Bounding-box records

[Begin]

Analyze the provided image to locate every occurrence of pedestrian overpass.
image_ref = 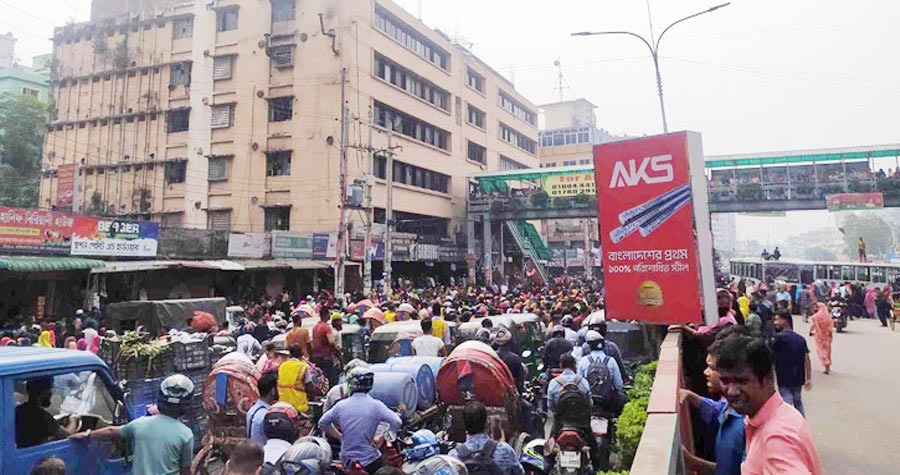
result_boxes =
[467,144,900,282]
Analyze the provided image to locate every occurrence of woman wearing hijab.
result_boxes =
[809,302,834,374]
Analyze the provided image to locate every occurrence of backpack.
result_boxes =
[587,354,616,402]
[456,440,503,475]
[554,374,591,424]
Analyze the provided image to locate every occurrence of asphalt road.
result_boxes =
[794,317,900,475]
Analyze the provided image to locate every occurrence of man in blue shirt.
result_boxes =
[319,368,402,473]
[770,310,812,416]
[679,355,745,475]
[247,371,278,446]
[450,401,525,475]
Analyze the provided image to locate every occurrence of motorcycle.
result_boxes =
[831,302,847,333]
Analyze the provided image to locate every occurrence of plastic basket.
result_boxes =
[169,339,211,371]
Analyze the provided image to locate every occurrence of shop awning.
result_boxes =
[0,256,106,272]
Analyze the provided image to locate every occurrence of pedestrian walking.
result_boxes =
[809,302,834,374]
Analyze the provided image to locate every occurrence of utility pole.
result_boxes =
[363,109,375,296]
[334,68,349,301]
[384,129,394,296]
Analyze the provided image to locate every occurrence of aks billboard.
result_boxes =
[72,216,159,257]
[594,132,718,323]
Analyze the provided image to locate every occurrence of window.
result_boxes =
[266,207,291,231]
[213,54,234,81]
[500,155,528,171]
[206,210,231,231]
[269,96,294,122]
[272,0,297,23]
[375,53,450,112]
[269,45,294,68]
[159,213,184,228]
[266,150,293,176]
[375,155,450,193]
[500,91,537,126]
[212,104,234,129]
[375,101,450,150]
[468,140,487,165]
[466,68,484,94]
[13,371,119,449]
[166,109,191,132]
[466,104,486,129]
[172,17,194,40]
[169,62,191,87]
[166,160,187,184]
[500,122,537,153]
[216,8,238,31]
[209,155,231,181]
[375,5,450,71]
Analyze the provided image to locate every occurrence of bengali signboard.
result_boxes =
[594,132,718,323]
[228,233,269,259]
[71,216,159,257]
[541,172,597,198]
[272,231,313,259]
[0,206,75,255]
[56,163,75,209]
[825,193,884,211]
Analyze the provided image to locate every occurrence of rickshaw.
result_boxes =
[435,341,522,442]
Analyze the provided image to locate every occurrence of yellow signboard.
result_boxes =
[541,172,597,197]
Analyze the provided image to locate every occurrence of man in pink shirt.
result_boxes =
[709,335,824,475]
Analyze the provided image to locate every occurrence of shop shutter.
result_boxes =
[213,55,234,81]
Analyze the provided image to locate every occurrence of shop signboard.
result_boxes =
[0,206,75,255]
[594,132,718,323]
[72,216,159,257]
[272,231,313,259]
[541,171,597,198]
[56,163,75,209]
[228,233,270,259]
[825,193,884,211]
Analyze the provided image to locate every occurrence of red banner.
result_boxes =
[56,163,75,209]
[594,133,712,323]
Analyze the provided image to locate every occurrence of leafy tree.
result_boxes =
[0,94,47,207]
[841,213,894,258]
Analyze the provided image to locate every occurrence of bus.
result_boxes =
[729,257,900,287]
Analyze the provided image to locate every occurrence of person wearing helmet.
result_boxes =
[319,368,402,473]
[263,402,300,465]
[543,325,574,371]
[322,358,369,413]
[278,437,331,475]
[70,374,194,475]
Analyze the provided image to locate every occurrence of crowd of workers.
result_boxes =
[7,272,840,475]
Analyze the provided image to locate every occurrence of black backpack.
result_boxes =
[456,440,503,475]
[586,354,616,402]
[554,375,591,424]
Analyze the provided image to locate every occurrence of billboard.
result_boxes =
[0,206,75,255]
[71,216,159,257]
[825,193,884,211]
[594,132,718,323]
[541,172,597,198]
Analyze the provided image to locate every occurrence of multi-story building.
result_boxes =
[0,33,50,102]
[41,0,539,247]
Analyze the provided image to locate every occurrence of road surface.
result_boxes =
[794,317,900,475]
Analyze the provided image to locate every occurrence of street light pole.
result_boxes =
[572,2,731,133]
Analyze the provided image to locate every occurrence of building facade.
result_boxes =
[41,0,539,245]
[0,33,50,102]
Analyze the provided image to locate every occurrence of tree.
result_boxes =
[0,94,47,207]
[842,213,894,259]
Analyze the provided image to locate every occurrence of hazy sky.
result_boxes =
[0,0,900,244]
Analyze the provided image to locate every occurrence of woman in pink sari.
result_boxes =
[809,302,834,374]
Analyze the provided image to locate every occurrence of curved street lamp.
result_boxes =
[572,2,731,133]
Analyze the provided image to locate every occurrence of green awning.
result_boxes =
[0,256,106,272]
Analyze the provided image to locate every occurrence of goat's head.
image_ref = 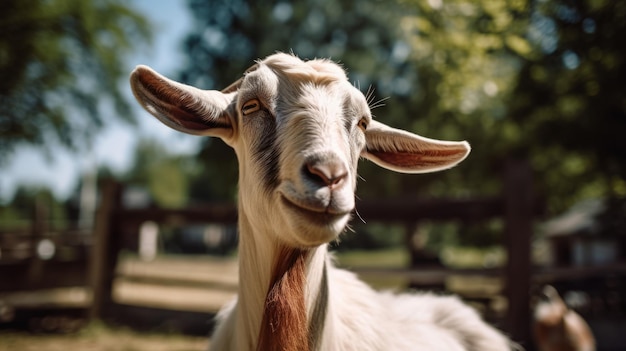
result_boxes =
[131,54,470,247]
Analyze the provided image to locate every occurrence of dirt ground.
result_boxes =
[0,325,208,351]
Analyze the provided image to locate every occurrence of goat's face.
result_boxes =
[131,54,469,247]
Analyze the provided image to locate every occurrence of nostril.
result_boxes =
[305,162,348,188]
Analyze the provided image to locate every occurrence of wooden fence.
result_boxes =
[89,161,542,343]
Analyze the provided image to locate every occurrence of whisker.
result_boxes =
[354,207,367,224]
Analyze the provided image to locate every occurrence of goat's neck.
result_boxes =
[235,211,328,350]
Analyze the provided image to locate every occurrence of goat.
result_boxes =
[534,285,596,351]
[131,53,511,351]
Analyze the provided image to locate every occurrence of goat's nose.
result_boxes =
[305,161,348,189]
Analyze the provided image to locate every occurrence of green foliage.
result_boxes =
[0,0,150,162]
[510,0,626,211]
[181,0,626,246]
[0,186,69,230]
[124,140,196,208]
[181,0,413,201]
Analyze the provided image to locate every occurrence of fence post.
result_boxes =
[88,181,121,319]
[504,160,534,347]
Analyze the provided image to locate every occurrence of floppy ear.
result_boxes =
[361,121,470,173]
[130,66,237,140]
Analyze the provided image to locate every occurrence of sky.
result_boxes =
[0,0,200,203]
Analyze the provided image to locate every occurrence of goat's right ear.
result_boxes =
[130,66,236,141]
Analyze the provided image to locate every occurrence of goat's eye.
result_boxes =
[241,99,261,116]
[359,117,367,131]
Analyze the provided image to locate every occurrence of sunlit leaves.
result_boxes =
[0,0,149,162]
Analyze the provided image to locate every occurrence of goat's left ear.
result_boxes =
[361,121,470,173]
[130,66,236,141]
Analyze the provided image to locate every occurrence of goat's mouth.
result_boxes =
[281,195,352,226]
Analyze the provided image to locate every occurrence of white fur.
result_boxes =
[131,54,510,351]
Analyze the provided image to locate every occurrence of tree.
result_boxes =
[0,0,150,162]
[123,140,197,208]
[510,0,626,216]
[181,0,413,200]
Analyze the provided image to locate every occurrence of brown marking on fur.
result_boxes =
[257,247,309,351]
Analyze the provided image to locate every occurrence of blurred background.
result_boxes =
[0,0,626,350]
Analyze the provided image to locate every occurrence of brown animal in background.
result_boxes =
[534,285,596,351]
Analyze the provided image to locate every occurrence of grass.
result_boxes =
[0,323,208,351]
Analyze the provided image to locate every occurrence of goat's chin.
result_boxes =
[281,198,350,247]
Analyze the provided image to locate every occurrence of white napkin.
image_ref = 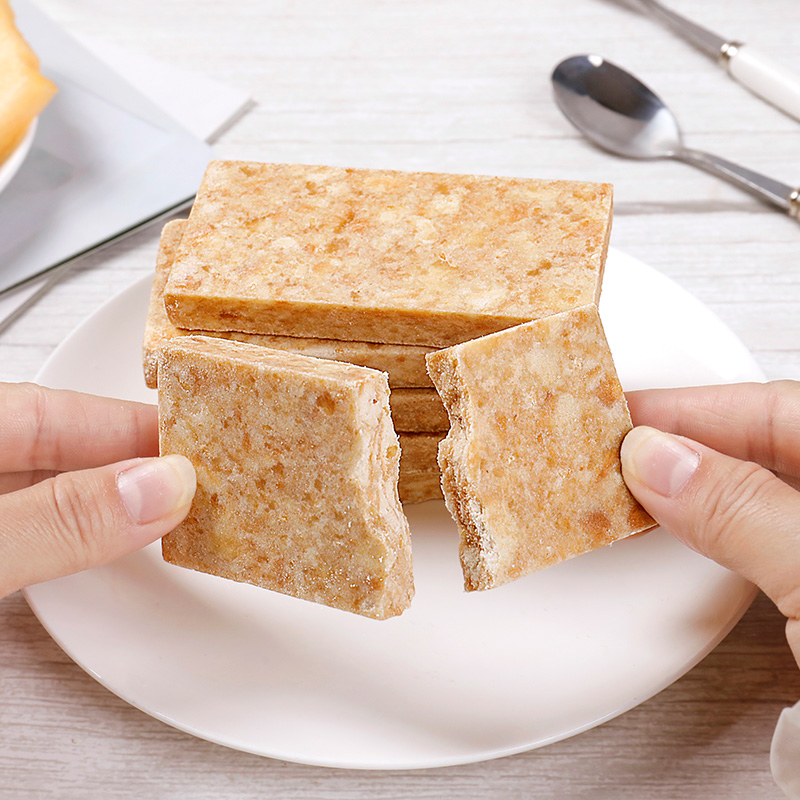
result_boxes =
[770,703,800,800]
[0,37,250,330]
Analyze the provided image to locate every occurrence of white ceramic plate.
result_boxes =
[27,252,762,769]
[0,119,38,197]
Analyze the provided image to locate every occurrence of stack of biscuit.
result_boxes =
[144,161,611,502]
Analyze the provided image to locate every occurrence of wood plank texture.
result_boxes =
[0,0,800,800]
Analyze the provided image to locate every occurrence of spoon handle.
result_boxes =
[673,148,800,221]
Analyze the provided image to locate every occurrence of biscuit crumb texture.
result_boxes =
[428,304,655,591]
[158,336,414,619]
[164,161,612,347]
[142,220,444,390]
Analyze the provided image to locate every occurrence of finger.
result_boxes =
[0,455,196,597]
[0,383,158,472]
[627,381,800,478]
[0,469,58,494]
[621,427,800,620]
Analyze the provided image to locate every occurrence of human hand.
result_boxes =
[0,384,196,597]
[621,381,800,665]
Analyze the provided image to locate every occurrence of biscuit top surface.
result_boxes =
[168,161,612,319]
[165,335,387,386]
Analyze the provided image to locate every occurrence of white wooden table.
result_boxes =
[0,0,800,800]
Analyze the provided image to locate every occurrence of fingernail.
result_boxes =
[620,426,700,497]
[117,455,197,525]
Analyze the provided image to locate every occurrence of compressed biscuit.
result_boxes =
[165,161,612,347]
[158,336,413,619]
[397,469,442,503]
[428,305,655,590]
[389,389,450,433]
[143,220,440,390]
[397,431,447,474]
[0,0,56,163]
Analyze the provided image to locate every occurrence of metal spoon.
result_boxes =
[551,55,800,220]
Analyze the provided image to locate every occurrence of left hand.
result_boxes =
[0,384,196,597]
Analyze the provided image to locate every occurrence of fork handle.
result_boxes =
[722,42,800,120]
[673,148,800,222]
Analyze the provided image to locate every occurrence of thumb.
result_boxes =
[621,427,800,618]
[0,455,196,597]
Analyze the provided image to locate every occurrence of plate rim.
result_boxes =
[23,247,764,771]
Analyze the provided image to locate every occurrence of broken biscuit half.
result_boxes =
[427,304,655,591]
[158,336,414,619]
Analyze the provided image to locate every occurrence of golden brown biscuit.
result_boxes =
[165,161,612,347]
[158,336,413,619]
[428,305,655,590]
[143,220,438,390]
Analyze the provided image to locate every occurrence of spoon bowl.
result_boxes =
[551,55,800,219]
[552,55,683,159]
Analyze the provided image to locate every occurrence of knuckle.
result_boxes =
[696,461,775,552]
[46,473,108,569]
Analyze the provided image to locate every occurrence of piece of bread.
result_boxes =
[158,336,413,619]
[0,0,56,163]
[142,220,438,390]
[164,161,612,347]
[428,305,655,590]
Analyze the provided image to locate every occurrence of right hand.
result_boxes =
[622,381,800,665]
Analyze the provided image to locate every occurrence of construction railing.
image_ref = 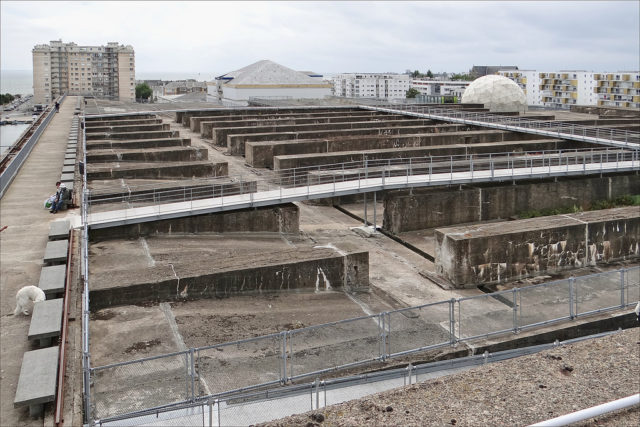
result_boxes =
[85,266,640,421]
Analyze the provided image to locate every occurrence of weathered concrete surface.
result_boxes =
[90,204,300,241]
[273,131,552,170]
[85,118,162,128]
[200,119,435,147]
[189,110,398,133]
[176,106,362,126]
[242,125,543,163]
[87,138,191,151]
[87,130,179,141]
[87,123,169,134]
[84,113,158,124]
[245,125,490,168]
[87,160,229,180]
[435,206,640,287]
[0,97,82,426]
[90,239,369,311]
[383,173,640,234]
[87,147,208,163]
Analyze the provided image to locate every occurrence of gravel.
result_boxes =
[263,328,640,427]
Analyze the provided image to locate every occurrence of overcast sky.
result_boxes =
[0,0,640,75]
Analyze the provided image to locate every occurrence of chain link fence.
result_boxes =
[85,267,640,425]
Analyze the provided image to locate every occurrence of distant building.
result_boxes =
[163,79,207,95]
[469,65,518,79]
[496,70,542,105]
[333,73,411,99]
[209,60,331,106]
[411,79,471,97]
[497,70,640,109]
[593,71,640,108]
[32,40,135,104]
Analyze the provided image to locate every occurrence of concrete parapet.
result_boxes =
[383,174,640,234]
[435,206,640,287]
[200,119,434,149]
[87,147,209,163]
[87,130,180,141]
[89,204,300,241]
[273,135,567,170]
[87,123,169,133]
[87,138,191,151]
[87,161,229,180]
[176,106,362,126]
[85,118,162,131]
[89,252,369,311]
[189,110,396,132]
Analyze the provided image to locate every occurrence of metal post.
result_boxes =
[364,192,367,227]
[189,348,196,402]
[373,191,377,233]
[512,288,519,334]
[569,276,578,320]
[620,269,624,308]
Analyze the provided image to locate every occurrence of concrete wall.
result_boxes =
[435,206,640,287]
[89,203,300,241]
[89,252,369,311]
[383,174,640,233]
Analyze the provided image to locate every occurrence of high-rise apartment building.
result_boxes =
[32,40,135,104]
[332,73,411,99]
[593,71,640,108]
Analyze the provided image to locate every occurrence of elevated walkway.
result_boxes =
[82,151,640,229]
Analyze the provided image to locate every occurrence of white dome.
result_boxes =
[462,75,527,113]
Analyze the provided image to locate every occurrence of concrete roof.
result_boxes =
[218,59,319,86]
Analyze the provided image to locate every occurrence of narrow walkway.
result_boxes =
[0,97,77,426]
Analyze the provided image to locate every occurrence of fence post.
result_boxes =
[569,276,578,320]
[620,269,624,308]
[449,298,456,347]
[512,288,519,334]
[280,331,288,385]
[189,348,196,402]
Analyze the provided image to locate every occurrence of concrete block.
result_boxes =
[49,219,69,240]
[38,264,67,299]
[13,347,59,417]
[44,240,69,265]
[27,298,63,347]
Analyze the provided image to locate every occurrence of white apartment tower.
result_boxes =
[32,40,135,104]
[332,73,411,99]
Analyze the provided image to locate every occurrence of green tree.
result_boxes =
[407,87,420,98]
[0,93,16,105]
[136,83,153,103]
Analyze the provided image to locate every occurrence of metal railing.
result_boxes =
[85,266,640,421]
[95,331,619,427]
[88,148,640,228]
[360,105,640,150]
[0,94,66,198]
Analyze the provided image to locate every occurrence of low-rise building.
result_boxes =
[333,73,411,100]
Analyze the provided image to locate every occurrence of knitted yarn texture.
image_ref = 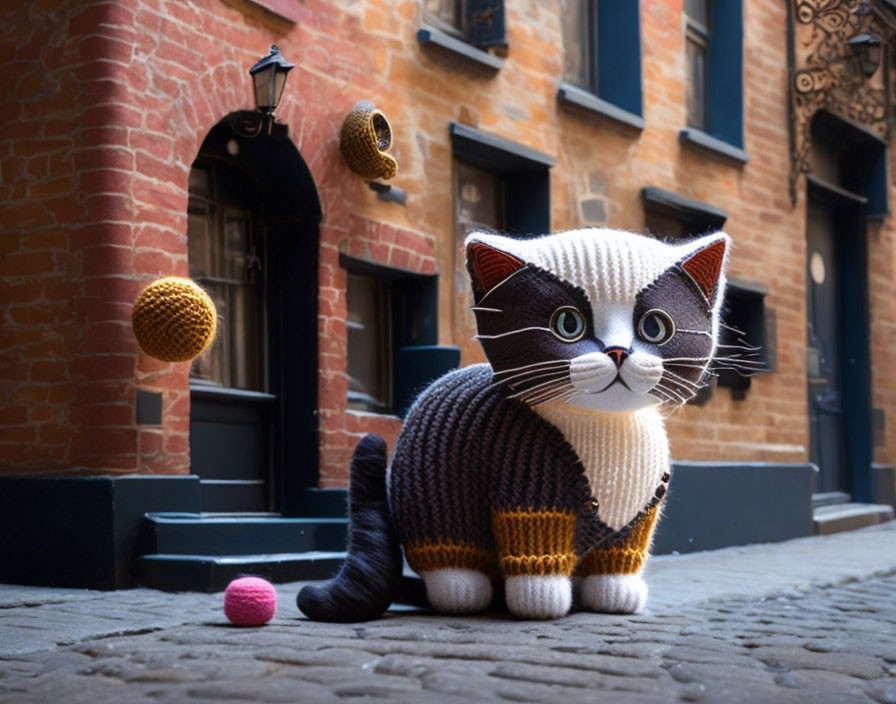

[End]

▶ **WHAT YOU ARE ASKED TO DO**: Retype, character for character, the part of the data that opens with the line containing "Analyze the provided image to locate every occurrence of thumb." and closes with the line containing "[622,381,800,665]". Include both of those lines.

▶ **OUTPUT**:
Analyze the provided image to locate every occurrence of thumb.
result_boxes =
[621,427,800,618]
[0,455,196,597]
Analyze the provided image to locate every occurrence of plate rim.
result_boxes =
[23,247,764,771]
Analyze the provided image to locate every occurrence of broken biscuit half.
result_boxes =
[427,304,655,591]
[158,336,414,619]
Analyze the provided image to locate every occurrence of golden brown biscuit.
result_boxes =
[165,161,612,347]
[158,336,413,619]
[428,305,655,590]
[143,220,438,390]
Analyze the provided image to locate every occurrence of spoon bowl.
result_boxes =
[551,55,800,219]
[552,55,683,159]
Analyze the provided image to locate every occurrence of knuckle.
result_boxes =
[696,461,775,552]
[46,473,108,569]
Analyze the provided image to locate every occurrence of piece of bread.
result_boxes =
[158,336,413,619]
[0,0,56,163]
[142,220,438,390]
[164,161,612,347]
[428,305,655,590]
Analyze the provided image to locate every occurrence of right hand.
result_boxes =
[622,381,800,665]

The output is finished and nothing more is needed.